Abhimana Kshethram or Abhimana Sthalam are a list of 108 sacred Vishnu and Lakshmi temples apart from the other 108 Divya desams. Abhimana desams or close abodes, these temples are the most significant temples in the Sri Vaishnavite tradition which has similar greatness as Divya Desams. These set of temples is classified as an Abhimana Kshethram as it is mentioned in various Puranas and Ithihasas such as Ramayana and Mahabharata and have significant Sthala Puranas based on the Ithihasas and various Puranas of Hinduism. The temples are also said to be visited by many Religious scholars and saints such as Ramanuja, Adi Shankara, Madhvacharya, Nathamuni, Yamunacharya, Vedanta Desika, Manavala Mamunigal, Purandara Dasa, Narayana Teertha, Chaitanya Mahaprabhu and by many other great Vedic teachers and Rishis. Some of these Temples are said to be visited by the Alvars who did not sing the god's grace due to various reasons. Out of these 108 temples Rajagopalaswamy Temple, Mannargudi is considered as the 1st out of the 108 Abhimana Kshethras as Thirumangai Alvar is believed to have visited the temple and is believed to have built the tall flag post outside the temple with the help of cotton bales. The other Alvars who are believed to have visited the temple at various periods were seemingly lost in under the beauty of the presiding deity and were at a loss for words.

........

**TASKS TO CARRY OUT**.
1 > Translate this sentence from the text on Abhimana Kshethram temples into Spanish: "Some of these Temples are said to be visited by the Alvars who did not sing the god's grace due to various reasons."
2 > According to the text on Abhimana Kshethram temples, which temple is considered the first of the 108 Abhimana Kshethras?
3 > Carry on writing the text on Abhimana Kshethram temples, starting right after its final sentence.

Saved entries
........

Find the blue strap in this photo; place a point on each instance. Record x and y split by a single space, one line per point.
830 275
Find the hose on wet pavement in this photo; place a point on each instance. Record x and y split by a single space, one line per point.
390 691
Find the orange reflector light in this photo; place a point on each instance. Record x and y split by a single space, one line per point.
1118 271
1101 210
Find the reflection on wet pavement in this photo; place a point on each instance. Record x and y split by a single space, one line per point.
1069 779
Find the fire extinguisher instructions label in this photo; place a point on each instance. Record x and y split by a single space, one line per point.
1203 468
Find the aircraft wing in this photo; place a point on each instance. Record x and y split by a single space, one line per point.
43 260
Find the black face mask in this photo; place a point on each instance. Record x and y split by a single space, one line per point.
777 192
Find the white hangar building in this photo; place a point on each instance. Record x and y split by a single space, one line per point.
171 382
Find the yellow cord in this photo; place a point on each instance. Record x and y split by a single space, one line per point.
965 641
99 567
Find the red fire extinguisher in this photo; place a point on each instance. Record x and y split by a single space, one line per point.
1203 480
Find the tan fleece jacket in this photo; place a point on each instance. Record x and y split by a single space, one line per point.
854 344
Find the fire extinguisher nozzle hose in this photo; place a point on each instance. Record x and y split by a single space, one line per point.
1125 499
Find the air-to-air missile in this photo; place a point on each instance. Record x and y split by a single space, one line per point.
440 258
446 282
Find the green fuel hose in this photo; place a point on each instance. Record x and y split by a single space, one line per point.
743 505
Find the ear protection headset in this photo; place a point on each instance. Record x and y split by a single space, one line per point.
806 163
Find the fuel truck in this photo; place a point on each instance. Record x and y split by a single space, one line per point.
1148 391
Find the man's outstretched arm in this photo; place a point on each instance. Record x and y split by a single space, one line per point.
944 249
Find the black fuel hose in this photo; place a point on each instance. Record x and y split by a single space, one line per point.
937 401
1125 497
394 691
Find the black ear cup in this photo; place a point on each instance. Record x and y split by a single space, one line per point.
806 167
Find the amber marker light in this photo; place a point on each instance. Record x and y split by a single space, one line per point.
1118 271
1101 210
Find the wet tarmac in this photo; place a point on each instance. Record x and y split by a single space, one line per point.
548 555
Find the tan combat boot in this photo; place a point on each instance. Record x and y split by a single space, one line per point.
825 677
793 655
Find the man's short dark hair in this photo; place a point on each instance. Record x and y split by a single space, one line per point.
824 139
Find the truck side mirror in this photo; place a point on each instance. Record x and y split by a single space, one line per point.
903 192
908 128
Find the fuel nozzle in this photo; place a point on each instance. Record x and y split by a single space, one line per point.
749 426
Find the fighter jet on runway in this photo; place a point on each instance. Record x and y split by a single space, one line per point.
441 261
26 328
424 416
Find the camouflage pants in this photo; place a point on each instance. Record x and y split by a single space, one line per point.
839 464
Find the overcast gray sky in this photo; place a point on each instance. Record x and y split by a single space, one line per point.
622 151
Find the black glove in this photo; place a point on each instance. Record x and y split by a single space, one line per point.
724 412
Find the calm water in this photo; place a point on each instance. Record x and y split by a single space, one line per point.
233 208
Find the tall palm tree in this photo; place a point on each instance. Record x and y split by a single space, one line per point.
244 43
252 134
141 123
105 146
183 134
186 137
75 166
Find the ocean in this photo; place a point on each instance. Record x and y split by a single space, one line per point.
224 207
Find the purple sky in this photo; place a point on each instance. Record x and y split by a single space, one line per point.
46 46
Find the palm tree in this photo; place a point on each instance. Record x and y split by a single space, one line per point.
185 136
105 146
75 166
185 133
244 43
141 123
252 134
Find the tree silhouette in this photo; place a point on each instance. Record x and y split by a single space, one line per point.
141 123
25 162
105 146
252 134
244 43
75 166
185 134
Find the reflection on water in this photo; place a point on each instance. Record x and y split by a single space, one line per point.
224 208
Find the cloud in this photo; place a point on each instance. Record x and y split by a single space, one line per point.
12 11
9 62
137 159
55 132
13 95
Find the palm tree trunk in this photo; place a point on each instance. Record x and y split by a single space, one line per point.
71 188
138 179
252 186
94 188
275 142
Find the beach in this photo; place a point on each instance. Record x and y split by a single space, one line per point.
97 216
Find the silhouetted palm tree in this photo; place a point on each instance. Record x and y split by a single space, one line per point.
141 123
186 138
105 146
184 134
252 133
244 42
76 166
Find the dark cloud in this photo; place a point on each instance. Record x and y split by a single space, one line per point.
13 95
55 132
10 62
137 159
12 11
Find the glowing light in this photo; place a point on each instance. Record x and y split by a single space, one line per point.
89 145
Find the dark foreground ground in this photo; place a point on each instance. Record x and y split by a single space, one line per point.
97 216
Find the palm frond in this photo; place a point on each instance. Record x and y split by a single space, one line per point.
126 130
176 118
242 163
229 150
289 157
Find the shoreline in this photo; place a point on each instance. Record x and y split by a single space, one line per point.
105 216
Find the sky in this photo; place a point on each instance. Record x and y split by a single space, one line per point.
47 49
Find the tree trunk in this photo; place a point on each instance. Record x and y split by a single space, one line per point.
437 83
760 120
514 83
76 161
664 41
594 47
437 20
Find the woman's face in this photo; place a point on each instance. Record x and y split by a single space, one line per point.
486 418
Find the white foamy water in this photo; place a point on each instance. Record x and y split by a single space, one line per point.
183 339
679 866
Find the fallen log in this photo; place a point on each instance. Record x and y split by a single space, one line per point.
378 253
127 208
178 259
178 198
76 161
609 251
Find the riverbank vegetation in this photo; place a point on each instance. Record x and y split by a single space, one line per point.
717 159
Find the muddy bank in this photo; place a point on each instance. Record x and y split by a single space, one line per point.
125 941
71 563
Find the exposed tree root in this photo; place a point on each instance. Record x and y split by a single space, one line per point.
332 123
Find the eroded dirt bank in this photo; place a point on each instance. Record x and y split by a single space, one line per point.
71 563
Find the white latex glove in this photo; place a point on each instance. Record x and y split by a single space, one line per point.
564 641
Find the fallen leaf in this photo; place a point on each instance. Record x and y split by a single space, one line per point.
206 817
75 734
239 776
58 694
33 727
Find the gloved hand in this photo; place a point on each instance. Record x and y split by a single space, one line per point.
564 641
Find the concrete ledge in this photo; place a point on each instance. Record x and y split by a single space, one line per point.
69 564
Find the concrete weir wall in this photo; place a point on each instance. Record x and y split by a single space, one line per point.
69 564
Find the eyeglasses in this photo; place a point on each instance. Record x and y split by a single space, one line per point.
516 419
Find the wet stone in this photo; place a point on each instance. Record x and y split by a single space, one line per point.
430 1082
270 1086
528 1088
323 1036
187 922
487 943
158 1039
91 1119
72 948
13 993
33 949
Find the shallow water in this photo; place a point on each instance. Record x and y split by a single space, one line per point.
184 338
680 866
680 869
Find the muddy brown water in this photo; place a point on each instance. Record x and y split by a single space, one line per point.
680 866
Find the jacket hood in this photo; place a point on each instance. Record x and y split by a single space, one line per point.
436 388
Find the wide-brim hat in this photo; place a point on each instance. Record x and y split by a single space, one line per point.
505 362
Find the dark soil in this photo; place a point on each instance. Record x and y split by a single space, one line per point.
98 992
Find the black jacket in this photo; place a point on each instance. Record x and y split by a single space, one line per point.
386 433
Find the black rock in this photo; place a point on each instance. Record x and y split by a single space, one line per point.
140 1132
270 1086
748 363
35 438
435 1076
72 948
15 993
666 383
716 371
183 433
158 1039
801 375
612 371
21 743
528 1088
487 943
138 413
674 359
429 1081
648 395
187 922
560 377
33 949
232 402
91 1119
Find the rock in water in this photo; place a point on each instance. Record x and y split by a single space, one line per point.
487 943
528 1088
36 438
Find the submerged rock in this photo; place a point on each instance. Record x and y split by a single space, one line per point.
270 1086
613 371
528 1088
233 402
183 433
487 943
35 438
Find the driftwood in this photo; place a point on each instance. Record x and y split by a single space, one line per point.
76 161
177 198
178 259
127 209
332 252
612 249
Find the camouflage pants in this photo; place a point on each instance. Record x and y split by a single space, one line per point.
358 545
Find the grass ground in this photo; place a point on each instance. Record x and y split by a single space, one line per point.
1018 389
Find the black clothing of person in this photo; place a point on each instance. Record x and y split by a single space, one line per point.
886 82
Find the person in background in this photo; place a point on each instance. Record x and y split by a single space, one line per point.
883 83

........

**IN RESPONSE**.
1 > Se dice que algunos de estos templos fueron visitados por los Alvars, quienes no cantaron la gracia del dios por diversas razones.

2 > Rajagopalaswamy Temple, Mannargudi.

3 >
==Legend==
There were many old and highly important temples which were not sung by the Alvars in their Naalayira Divya Prabandham hence, not classified as a Divya desam which made many Vaishnava scholars sad. Nathamuni, Madhvacharya, Ramanuja, Vedanta Desika and many other Vaishnavate scholars classified another sect of temples called Abhimana Kshethras. These temples are so close to the heart of Maha Vishnu hence, called Abhimana desam. These temples are classified as 108 Temples as various Vaishnavite Acharayas, Alvars and Various Rishis of puranas and ithihas glorify them.

==List of Abhimana Kshethrams==
This is the list of the 108 sacred Temples dedicated to various forms of Vishnu the supreme deity of Vaishnavism. These 108 Abhimana Kshethras are present only in India.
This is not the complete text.